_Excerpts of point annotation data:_
******************************

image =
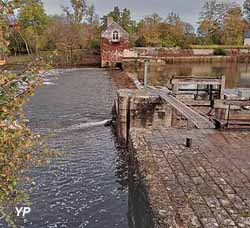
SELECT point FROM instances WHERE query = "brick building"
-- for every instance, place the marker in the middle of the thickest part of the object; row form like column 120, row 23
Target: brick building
column 114, row 40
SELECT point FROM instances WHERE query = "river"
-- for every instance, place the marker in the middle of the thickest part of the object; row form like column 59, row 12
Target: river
column 237, row 74
column 82, row 187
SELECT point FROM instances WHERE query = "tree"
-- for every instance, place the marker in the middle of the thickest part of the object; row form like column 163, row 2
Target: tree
column 246, row 7
column 148, row 31
column 211, row 20
column 33, row 22
column 233, row 27
column 77, row 12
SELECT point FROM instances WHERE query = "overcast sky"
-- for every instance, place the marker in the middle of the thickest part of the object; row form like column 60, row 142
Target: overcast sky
column 187, row 9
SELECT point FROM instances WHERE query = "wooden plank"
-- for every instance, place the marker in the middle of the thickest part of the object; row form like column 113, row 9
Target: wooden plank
column 201, row 81
column 223, row 103
column 197, row 119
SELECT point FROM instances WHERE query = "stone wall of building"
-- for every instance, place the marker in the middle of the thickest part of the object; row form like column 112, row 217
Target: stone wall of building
column 112, row 53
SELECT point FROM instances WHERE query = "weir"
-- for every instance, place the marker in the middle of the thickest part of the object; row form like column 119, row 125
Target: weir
column 188, row 168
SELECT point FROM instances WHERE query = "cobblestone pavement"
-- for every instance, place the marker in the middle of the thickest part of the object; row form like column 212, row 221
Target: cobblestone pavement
column 207, row 185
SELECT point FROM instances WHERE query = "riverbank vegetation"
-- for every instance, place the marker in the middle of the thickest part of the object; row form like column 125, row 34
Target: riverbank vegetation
column 70, row 37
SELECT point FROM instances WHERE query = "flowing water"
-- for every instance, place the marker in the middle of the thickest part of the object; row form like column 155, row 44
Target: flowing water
column 237, row 75
column 84, row 186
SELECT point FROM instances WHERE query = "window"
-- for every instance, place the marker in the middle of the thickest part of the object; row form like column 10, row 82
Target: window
column 115, row 37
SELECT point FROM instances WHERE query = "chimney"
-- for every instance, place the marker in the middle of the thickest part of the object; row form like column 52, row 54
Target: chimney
column 110, row 20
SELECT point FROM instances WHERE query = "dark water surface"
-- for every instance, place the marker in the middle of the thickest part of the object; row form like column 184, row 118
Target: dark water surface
column 80, row 188
column 237, row 74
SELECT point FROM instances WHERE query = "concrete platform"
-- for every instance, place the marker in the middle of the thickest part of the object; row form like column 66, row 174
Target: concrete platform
column 206, row 185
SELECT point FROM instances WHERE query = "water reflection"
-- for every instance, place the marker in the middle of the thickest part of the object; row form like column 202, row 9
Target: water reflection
column 237, row 75
column 85, row 188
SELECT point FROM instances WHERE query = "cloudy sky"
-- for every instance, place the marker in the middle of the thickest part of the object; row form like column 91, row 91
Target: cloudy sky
column 187, row 9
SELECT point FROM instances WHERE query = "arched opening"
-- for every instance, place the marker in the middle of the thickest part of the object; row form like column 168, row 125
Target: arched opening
column 115, row 37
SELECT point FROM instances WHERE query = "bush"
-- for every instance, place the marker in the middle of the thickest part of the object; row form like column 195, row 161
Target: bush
column 219, row 51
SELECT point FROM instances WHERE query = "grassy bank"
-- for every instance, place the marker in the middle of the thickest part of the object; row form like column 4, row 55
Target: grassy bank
column 220, row 46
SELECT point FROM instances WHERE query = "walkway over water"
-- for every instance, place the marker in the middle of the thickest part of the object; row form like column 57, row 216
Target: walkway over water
column 198, row 120
column 81, row 187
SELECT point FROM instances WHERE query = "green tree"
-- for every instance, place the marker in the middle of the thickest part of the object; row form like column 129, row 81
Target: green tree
column 246, row 7
column 211, row 21
column 77, row 12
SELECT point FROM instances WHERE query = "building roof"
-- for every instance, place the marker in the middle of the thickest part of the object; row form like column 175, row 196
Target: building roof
column 114, row 26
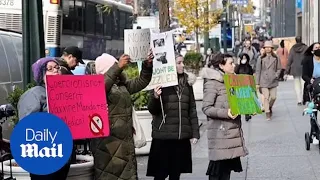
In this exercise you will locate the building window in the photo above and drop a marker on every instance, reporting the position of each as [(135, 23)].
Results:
[(99, 20), (79, 11), (122, 23), (90, 15), (68, 15)]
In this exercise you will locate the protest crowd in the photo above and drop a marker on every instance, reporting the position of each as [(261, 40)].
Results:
[(172, 103)]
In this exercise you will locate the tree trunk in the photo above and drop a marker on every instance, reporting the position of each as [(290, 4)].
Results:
[(164, 18)]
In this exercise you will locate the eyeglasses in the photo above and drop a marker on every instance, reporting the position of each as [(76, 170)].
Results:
[(51, 69)]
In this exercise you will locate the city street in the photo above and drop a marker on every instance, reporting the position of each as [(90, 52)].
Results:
[(276, 148)]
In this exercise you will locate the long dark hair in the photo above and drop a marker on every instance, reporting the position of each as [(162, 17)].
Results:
[(309, 50)]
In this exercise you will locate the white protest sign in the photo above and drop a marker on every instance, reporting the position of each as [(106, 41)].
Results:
[(164, 63), (137, 43)]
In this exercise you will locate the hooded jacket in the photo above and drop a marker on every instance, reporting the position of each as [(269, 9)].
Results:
[(225, 136), (296, 55), (180, 119)]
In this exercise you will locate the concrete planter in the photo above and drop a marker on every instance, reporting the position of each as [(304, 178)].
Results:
[(145, 119), (198, 89), (83, 171)]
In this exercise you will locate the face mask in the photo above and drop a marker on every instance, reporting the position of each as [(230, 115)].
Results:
[(317, 52)]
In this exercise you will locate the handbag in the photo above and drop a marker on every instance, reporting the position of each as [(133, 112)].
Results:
[(138, 134)]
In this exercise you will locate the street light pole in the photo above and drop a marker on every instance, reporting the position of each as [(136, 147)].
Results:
[(224, 23)]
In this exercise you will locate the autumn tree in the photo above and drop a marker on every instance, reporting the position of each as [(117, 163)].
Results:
[(197, 16)]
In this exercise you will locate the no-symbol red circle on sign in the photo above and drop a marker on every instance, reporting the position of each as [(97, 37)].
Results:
[(96, 124)]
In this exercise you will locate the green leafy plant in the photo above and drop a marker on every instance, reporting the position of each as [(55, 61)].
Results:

******************************

_Problem requirements:_ From the start of the material through the line containing "column 114, row 40", give those lines as a JSON list of strings with one string per line, skipping blank lines and leaving the pictures out.

_Full response:_
[
  "image =",
  "SELECT point FROM instances WHERE query = \"brick building\"",
  "-- for every instance, place the marker in the middle of the thickest part of the object; row form like column 120, row 23",
  "Target: brick building",
  "column 114, row 40"
]